» **Challenge**
Print out the lines without any changes, starting at the line that contains "of the hammock" and continuing through the end of the entries, with both ends included.

***** Given data *****

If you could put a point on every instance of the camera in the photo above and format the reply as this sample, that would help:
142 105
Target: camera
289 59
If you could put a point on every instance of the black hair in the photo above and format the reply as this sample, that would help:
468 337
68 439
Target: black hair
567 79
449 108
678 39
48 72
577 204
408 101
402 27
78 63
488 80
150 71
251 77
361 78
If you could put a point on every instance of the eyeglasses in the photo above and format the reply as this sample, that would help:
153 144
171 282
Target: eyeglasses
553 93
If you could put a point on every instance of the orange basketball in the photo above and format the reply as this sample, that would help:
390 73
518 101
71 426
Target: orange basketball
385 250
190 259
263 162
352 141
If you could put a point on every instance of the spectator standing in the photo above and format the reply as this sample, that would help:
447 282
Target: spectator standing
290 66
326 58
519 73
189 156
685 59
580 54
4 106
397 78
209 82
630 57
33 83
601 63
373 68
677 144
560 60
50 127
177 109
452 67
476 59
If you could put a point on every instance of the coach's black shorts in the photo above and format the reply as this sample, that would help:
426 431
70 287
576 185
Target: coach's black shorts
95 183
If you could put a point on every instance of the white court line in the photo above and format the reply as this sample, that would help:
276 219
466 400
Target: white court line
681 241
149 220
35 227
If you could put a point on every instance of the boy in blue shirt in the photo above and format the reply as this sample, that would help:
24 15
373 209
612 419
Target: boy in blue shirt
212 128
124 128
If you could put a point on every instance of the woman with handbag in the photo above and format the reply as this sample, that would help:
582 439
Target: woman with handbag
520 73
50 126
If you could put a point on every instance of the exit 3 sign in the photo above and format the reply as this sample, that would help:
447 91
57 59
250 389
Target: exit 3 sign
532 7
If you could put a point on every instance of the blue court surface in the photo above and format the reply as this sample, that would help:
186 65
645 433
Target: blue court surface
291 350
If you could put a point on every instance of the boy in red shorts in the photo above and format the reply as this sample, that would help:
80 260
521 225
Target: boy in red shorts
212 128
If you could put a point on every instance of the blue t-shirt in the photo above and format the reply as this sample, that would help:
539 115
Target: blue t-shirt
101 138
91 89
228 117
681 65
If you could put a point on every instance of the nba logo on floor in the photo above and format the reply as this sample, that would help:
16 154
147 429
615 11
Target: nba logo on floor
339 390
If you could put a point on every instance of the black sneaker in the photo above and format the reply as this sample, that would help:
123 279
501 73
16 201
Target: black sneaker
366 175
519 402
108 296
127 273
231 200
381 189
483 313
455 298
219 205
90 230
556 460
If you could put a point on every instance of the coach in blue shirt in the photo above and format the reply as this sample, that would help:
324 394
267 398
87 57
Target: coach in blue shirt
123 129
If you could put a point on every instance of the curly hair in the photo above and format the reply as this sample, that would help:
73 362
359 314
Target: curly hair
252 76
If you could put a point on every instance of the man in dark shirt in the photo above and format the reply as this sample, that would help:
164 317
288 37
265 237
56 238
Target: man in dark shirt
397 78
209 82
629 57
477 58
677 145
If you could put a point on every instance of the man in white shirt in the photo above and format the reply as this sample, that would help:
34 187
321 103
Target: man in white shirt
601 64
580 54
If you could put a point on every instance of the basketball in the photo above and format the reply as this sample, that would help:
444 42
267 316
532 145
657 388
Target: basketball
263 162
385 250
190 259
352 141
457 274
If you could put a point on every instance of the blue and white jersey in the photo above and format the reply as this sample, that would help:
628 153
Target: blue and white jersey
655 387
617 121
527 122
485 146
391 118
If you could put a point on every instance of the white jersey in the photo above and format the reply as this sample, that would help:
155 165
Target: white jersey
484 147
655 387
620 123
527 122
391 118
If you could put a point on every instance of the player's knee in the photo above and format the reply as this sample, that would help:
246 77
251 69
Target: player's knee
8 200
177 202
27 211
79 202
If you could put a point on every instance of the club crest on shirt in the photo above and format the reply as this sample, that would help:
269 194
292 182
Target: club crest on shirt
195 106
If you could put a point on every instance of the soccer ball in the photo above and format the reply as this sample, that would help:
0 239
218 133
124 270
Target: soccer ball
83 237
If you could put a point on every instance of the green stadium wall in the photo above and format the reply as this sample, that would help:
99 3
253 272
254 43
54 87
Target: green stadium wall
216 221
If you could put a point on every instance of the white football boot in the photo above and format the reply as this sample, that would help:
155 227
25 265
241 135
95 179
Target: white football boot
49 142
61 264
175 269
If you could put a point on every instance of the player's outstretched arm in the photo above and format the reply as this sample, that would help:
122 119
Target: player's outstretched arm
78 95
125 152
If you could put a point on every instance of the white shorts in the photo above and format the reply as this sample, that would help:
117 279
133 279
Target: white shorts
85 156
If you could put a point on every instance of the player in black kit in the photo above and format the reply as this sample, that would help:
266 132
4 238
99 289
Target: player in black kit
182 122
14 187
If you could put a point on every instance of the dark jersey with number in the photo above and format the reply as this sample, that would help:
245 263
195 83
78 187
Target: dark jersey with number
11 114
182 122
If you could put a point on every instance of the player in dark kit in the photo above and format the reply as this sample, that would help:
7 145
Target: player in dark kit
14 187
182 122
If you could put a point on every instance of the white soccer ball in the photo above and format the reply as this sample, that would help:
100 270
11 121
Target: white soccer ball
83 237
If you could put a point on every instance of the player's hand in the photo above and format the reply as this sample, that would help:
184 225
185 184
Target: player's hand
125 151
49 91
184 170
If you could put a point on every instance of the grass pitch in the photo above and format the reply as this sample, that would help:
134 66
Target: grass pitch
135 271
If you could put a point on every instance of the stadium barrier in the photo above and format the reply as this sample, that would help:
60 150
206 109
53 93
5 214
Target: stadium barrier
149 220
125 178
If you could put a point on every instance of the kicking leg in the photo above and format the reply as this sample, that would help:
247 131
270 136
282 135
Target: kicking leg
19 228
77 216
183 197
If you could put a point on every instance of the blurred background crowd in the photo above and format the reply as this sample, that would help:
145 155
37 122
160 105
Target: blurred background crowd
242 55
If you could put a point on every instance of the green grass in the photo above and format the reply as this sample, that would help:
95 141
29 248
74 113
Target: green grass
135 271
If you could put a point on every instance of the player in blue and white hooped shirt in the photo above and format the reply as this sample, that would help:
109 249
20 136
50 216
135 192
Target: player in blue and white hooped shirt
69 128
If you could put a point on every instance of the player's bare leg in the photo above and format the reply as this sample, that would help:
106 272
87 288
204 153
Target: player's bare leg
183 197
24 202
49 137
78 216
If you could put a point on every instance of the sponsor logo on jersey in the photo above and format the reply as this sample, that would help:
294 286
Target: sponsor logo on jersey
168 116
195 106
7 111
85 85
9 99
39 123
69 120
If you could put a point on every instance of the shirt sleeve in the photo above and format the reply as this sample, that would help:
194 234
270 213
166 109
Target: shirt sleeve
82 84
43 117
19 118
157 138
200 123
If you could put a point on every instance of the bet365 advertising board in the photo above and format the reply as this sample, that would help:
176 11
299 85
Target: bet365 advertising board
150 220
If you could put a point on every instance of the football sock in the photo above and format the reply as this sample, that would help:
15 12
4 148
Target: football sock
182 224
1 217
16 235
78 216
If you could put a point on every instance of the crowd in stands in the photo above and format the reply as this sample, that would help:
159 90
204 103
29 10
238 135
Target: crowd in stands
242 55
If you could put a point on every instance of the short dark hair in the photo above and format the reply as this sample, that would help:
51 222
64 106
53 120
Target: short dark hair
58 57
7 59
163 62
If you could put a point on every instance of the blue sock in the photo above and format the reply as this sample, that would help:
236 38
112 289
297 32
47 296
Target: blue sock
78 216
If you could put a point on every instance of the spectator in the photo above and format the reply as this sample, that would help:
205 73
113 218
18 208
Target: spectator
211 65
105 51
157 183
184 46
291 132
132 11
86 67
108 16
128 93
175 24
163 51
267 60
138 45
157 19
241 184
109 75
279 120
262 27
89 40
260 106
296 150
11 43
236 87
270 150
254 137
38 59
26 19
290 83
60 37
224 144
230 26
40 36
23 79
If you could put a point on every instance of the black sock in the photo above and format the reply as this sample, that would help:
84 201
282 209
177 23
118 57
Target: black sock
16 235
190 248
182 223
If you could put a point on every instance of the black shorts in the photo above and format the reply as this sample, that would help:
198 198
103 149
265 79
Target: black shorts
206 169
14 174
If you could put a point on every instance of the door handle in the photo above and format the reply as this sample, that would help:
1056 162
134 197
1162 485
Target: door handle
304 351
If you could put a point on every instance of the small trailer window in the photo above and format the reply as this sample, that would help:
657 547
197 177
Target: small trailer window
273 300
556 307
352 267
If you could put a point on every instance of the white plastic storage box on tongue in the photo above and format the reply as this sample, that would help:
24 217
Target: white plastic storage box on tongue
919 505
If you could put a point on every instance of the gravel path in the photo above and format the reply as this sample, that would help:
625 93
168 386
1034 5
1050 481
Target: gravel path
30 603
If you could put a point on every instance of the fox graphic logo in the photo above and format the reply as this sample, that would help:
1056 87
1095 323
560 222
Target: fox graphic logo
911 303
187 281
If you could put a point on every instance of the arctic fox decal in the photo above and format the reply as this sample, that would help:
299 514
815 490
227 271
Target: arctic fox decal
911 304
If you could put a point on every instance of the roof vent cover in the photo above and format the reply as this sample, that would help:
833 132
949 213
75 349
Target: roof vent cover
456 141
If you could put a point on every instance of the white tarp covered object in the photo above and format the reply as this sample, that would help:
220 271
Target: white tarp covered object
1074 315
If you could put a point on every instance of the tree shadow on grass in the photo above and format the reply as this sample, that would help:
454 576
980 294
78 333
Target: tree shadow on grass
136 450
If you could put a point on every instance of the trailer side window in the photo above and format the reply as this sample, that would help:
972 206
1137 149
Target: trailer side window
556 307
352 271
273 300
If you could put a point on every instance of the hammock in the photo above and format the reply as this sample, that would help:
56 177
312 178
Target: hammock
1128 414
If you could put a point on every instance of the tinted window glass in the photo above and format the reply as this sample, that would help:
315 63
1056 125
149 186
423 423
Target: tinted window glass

*****

» **Complete response**
If you could put a point on every instance of the hammock in the photo above and format the reply as this sample, that would help:
56 177
312 178
Target: hammock
1128 414
If you could put a point on every instance of the tinted window glass in the photo above and format the reply as this sample, that would help:
315 63
1056 125
149 186
423 423
Target: tinted window glass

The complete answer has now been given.